#### YOUR GOAL
Every line from the line containing "[point] every instance of the steel" through the final line below must be returned exactly, and no other line.

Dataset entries
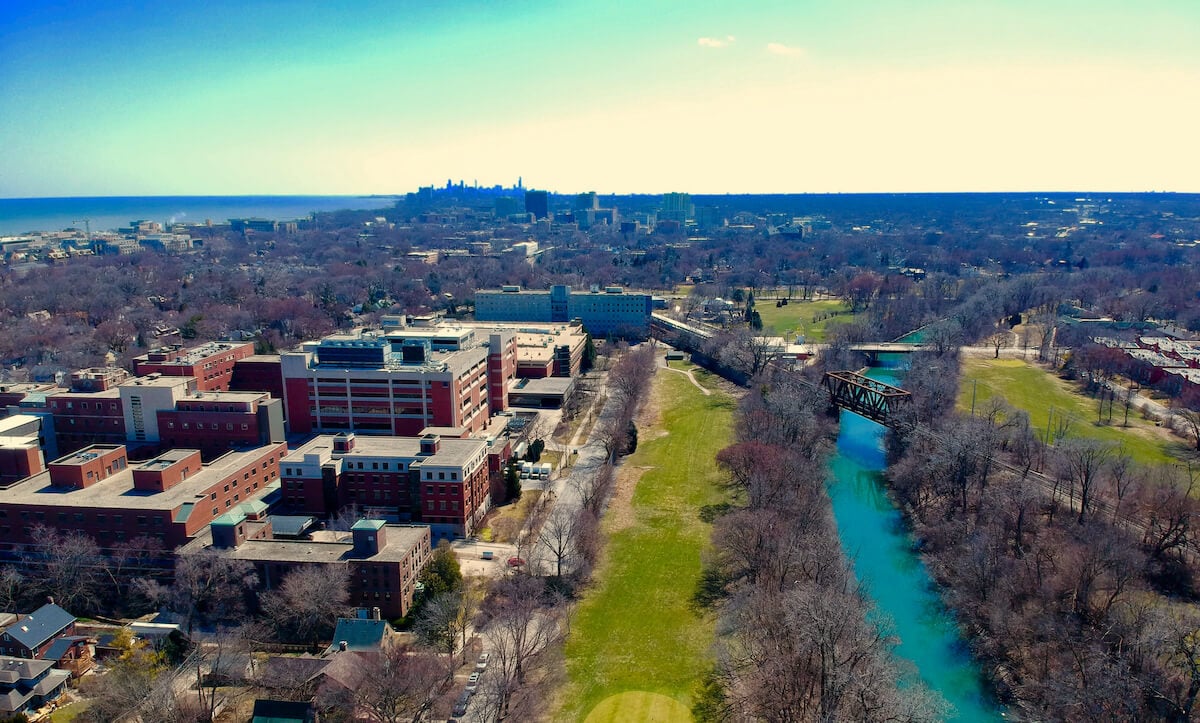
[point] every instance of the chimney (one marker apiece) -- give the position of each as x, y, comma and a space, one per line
430, 444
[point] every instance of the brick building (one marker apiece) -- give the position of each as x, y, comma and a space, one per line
441, 482
371, 384
384, 560
100, 493
215, 422
211, 363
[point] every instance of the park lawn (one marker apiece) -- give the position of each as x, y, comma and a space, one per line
1036, 390
797, 317
69, 712
635, 629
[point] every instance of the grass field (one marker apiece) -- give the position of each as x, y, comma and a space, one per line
69, 712
797, 317
1030, 388
635, 629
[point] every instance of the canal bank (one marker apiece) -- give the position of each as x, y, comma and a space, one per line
874, 535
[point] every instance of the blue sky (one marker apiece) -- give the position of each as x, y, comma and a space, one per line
759, 96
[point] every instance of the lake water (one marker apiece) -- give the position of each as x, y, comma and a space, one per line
873, 532
22, 215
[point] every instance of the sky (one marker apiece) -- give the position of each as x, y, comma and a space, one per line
246, 96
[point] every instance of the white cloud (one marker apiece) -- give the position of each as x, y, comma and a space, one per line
781, 49
715, 42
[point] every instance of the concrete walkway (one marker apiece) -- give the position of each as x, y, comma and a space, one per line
687, 374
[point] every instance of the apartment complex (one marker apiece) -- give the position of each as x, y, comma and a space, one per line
399, 381
171, 497
211, 364
383, 560
443, 483
603, 311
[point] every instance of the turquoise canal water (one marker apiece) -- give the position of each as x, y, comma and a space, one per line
875, 537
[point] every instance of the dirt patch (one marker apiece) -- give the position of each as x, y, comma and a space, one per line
621, 506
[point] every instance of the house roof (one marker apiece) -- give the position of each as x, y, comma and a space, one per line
282, 711
59, 647
360, 634
40, 626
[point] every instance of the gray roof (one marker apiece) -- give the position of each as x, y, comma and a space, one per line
40, 626
360, 634
59, 647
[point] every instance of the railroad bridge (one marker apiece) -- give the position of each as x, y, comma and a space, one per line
865, 396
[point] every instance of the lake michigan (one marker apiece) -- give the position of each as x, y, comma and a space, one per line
23, 215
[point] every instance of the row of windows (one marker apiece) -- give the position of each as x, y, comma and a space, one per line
99, 406
214, 426
78, 517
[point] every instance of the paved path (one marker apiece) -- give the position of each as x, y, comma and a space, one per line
688, 374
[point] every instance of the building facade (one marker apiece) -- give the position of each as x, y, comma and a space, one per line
99, 491
609, 311
211, 363
441, 482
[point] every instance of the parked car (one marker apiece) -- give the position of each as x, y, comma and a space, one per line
460, 707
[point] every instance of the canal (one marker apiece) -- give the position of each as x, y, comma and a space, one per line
874, 535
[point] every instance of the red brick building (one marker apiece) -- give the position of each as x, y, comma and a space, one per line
384, 560
211, 363
441, 482
100, 493
215, 422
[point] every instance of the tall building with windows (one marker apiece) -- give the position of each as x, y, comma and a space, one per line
399, 380
431, 479
211, 364
603, 311
100, 491
538, 203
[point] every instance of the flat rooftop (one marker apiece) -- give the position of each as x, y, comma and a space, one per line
239, 396
159, 381
118, 490
401, 539
451, 452
187, 357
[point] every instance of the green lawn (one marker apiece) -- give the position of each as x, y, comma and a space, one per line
797, 317
635, 629
1030, 388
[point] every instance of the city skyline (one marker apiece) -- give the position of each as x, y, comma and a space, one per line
245, 99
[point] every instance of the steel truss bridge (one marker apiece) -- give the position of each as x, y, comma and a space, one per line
865, 396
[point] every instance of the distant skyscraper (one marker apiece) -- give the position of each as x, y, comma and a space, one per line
588, 201
538, 203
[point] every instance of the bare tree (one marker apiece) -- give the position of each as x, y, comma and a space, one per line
1083, 461
209, 587
309, 602
557, 536
401, 683
11, 583
522, 623
445, 621
999, 340
67, 567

#### OUTPUT OF THE EXERCISE
[point] every instance of the steel truss bridge (one marker apiece) -- give the position of each as x, y, comma and a space, one per line
865, 396
[point] every instance of the distant skyscraper (one marker apiece) -- give the position of each as x, y, comma and a space, one per line
588, 201
538, 203
[point] every instance of the bare tree (one marker apiece) -- give the position of each as x, y, comma and a space, one per line
1083, 461
209, 587
309, 602
557, 536
401, 683
11, 583
522, 623
445, 621
999, 340
67, 567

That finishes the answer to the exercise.